=== DATASET ENTRIES ===
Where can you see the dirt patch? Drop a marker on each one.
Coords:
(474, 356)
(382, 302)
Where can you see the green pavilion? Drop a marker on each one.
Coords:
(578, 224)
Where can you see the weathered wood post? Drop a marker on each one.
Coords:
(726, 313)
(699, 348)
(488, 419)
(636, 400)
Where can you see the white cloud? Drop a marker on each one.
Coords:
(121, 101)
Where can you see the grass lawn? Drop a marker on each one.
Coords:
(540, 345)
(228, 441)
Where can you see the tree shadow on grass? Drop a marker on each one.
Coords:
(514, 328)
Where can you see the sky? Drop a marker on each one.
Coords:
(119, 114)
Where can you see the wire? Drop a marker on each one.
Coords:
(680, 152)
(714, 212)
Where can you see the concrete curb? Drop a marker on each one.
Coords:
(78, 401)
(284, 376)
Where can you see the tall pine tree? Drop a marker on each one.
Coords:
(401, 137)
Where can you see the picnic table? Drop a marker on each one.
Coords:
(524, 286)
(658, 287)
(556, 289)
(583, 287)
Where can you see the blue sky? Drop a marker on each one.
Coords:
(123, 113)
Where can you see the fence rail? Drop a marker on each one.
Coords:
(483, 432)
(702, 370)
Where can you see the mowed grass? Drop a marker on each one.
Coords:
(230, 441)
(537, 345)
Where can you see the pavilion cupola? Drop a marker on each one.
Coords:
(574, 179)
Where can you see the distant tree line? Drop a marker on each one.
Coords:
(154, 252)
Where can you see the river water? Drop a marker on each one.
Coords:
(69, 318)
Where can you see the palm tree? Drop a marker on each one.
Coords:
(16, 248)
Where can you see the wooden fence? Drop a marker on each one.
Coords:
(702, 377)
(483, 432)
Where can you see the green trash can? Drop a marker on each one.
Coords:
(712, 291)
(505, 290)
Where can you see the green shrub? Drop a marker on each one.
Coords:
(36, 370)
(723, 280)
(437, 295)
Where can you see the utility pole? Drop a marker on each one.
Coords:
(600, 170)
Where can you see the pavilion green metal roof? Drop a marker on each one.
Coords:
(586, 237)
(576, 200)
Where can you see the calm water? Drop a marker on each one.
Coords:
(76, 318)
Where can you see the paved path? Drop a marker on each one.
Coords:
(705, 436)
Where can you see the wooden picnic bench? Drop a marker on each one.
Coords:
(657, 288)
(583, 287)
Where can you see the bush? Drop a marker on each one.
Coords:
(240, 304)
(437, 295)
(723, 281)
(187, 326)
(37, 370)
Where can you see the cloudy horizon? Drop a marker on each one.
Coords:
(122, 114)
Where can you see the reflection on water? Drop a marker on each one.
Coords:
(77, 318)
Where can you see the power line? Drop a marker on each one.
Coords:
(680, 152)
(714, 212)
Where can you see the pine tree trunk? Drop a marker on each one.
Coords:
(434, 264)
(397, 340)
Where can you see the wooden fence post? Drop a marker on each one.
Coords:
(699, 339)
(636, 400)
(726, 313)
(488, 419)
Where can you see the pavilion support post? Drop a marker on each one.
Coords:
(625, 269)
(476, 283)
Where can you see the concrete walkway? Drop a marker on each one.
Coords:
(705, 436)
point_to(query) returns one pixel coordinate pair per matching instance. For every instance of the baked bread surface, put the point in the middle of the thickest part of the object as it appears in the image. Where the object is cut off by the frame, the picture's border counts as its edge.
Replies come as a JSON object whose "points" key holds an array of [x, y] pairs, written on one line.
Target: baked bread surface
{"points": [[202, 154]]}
===
Write out every entry again, exactly as it appears.

Where can you see the dirt patch? Drop a marker on each one.
Coords:
(474, 356)
(382, 302)
Where can you see the green pavilion? Drop a marker on each one.
Coords:
(578, 224)
Where can you see the weathered wood post? Drop a marker on each one.
Coords:
(726, 313)
(699, 348)
(488, 419)
(636, 400)
Where can you see the white cloud? Drop a marker on each one.
Coords:
(121, 101)
Where can you see the grass lawn? Drop a marker on each one.
Coords:
(540, 345)
(228, 441)
Where can you see the tree shadow on grass? Drop a marker on each one.
Coords:
(514, 328)
Where can you see the sky? Drop a marker on each one.
Coords:
(119, 114)
Where can you see the wire? Drop a marker on each one.
Coords:
(680, 152)
(714, 212)
Where can you see the concrete curb? Drop a marker on each one.
Coords:
(78, 401)
(284, 376)
Where can you see the tall pine tree? Drop a marker on each one.
Coords:
(401, 137)
Where can you see the picnic table? Drop a marker on each one.
Coords:
(524, 286)
(658, 287)
(556, 289)
(583, 287)
Where can you see the blue sky? Drop a marker on each one.
Coords:
(123, 113)
Where can you see the fence rail? Drop a marker on each one.
Coords:
(483, 432)
(702, 370)
Where can you see the mowed grass? Drop a marker on each one.
Coords:
(230, 441)
(537, 345)
Where can you see the pavilion cupola? Drop a marker on each one.
Coords:
(574, 179)
Where can you see the distant tree line? Drop a marker on each one.
Coords:
(154, 252)
Where can you see the river water? Drop a marker on each one.
Coords:
(69, 318)
Where can you see the palm tree? Drop a marker on each one.
Coords:
(16, 248)
Where can you see the wooden fence? Drop a marker on each one.
Coords:
(702, 377)
(483, 432)
Where can you see the green trash can? Drop a marker on each one.
Coords:
(712, 291)
(505, 290)
Where can you see the green shrub? Drop a marker on each one.
Coords:
(36, 370)
(723, 280)
(437, 295)
Where can you see the utility pole? Drop a marker on each one.
Coords:
(600, 170)
Where can you see the pavilion green metal roof? Drop a marker on each one.
Coords:
(586, 237)
(576, 200)
Where can you see the calm water? Drop a marker on each one.
Coords:
(76, 318)
Where can you see the paved path? Drop a marker on each one.
Coords:
(705, 436)
Where can you see the wooden picnic bench? Drop a marker on each one.
Coords:
(657, 288)
(583, 287)
Where can you see the bush? Drop a marker on each one.
Coords:
(240, 304)
(437, 295)
(723, 281)
(187, 326)
(37, 370)
Where can you see the cloudy horizon? Drop a marker on each one.
Coords:
(122, 114)
Where can you see the reflection on water? Drop a marker on each one.
Coords:
(77, 318)
Where can you see the power line? Drop a marker on each one.
Coords:
(680, 152)
(714, 212)
Where can you see the pine tree trunk? Drop a marker on each one.
Coords:
(434, 264)
(397, 340)
Where can you see the wooden fence post? Drop a marker on each one.
Coords:
(699, 339)
(636, 400)
(726, 313)
(488, 419)
Where can you see the pavilion support post? Drop a marker on each one.
Coords:
(625, 269)
(476, 283)
Where can you see the concrete walkway? Drop a marker on each one.
Coords:
(705, 436)
point_to(query) returns one pixel coordinate pair per matching instance. For every instance of the baked bread surface, put the point in the middle of the thickest part of the object as it appears in the image. Where the object is cut off by the frame, the picture's border counts as its edge.
Replies come as a JSON object whose "points" key holds an array of [x, y] pairs, written on one line.
Target: baked bread surface
{"points": [[202, 154]]}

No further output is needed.